# Task to carry out
Apart from the images, reproduce every record word for word.

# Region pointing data
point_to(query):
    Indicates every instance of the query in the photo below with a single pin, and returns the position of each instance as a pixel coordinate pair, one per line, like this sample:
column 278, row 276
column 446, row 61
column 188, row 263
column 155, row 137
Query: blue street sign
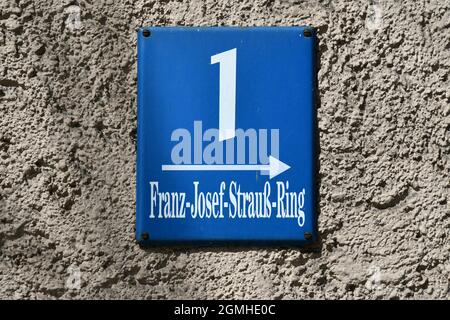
column 225, row 137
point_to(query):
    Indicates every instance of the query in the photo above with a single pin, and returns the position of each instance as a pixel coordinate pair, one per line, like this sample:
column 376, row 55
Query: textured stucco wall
column 67, row 154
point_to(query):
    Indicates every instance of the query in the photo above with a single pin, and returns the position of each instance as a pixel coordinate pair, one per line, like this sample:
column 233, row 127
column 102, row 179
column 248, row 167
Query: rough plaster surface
column 67, row 154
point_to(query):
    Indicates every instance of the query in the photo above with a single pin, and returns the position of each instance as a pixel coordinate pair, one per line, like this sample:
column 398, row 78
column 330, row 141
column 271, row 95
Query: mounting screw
column 307, row 33
column 146, row 33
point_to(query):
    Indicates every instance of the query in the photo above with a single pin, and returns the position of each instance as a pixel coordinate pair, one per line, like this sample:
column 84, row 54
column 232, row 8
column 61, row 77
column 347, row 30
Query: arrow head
column 276, row 167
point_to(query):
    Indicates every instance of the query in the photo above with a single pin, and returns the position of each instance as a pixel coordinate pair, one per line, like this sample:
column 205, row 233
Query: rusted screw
column 146, row 33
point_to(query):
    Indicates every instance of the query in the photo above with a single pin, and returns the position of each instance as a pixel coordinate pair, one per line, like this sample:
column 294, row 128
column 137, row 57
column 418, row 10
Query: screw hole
column 146, row 33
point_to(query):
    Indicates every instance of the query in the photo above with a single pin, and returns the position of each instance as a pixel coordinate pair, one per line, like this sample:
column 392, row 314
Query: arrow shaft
column 214, row 167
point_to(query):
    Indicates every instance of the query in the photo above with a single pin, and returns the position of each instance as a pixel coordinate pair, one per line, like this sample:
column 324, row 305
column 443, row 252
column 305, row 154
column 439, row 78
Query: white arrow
column 274, row 168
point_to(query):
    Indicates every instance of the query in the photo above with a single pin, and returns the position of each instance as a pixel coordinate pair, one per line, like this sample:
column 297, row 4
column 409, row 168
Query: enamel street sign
column 225, row 137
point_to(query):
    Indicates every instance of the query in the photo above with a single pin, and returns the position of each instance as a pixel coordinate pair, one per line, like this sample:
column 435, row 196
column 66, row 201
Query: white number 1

# Solution for this exercise
point_to(query):
    Indicates every instance of the query in the photo below with a single pin, and returns the position of each instance as a pixel coordinate pair, one per line, like this sample:
column 278, row 276
column 446, row 61
column 188, row 263
column 155, row 137
Query: blue street sign
column 225, row 137
point_to(query):
    Indicates every instance of the query in the photo above with a single pin, and returns the position of each instance as a pixel coordinate pair, one per line, like this sample:
column 376, row 55
Query: textured stucco wall
column 67, row 154
point_to(query):
    Indicates every instance of the query in the photo above with a single pin, and returns the position of each instance as a pixel coordinate pair, one per line, like this sample:
column 233, row 127
column 102, row 179
column 248, row 167
Query: rough plaster surface
column 67, row 154
point_to(query):
    Indicates every instance of the query in the photo above with a single pin, and returns the position of each instance as a pixel coordinate pair, one per line, like this sample:
column 398, row 78
column 330, row 141
column 271, row 95
Query: mounting screw
column 307, row 33
column 146, row 33
point_to(query):
    Indicates every instance of the query in the photo above with a single pin, and returns the position of each instance as a pixel coordinate pair, one per line, like this sample:
column 84, row 54
column 232, row 8
column 61, row 77
column 347, row 30
Query: arrow head
column 276, row 167
point_to(query):
    Indicates every instance of the query in the photo above with a single pin, and returns the position of each instance as a pixel coordinate pair, one per line, like this sample:
column 205, row 233
Query: rusted screw
column 146, row 33
point_to(query):
    Indicates every instance of the query in the photo above with a single pin, and returns the position of each instance as a pixel coordinate pair, one per line, like this sample:
column 294, row 128
column 137, row 57
column 418, row 10
Query: screw hole
column 146, row 33
point_to(query):
    Indicates every instance of the query in the photo above with a single pin, and returns the position of each instance as a pixel coordinate pair, one per line, like this sample:
column 392, row 314
Query: arrow shaft
column 214, row 167
point_to(query):
    Indicates every instance of the query in the photo above with a single pin, and returns the position of each instance as a pixel coordinate pair, one per line, like this sample:
column 324, row 305
column 443, row 252
column 305, row 154
column 439, row 78
Query: white arrow
column 274, row 168
point_to(query):
    Indicates every instance of the query in the photo above with a single pin, and returns the position of each instance as a pixel coordinate pair, one per line, like this sample:
column 297, row 4
column 409, row 168
Query: enamel street sign
column 225, row 137
point_to(query):
    Indicates every instance of the query in the photo above with a single pin, and returns the position of each instance as a pixel coordinate pair, one per line, like this sample:
column 435, row 196
column 66, row 201
Query: white number 1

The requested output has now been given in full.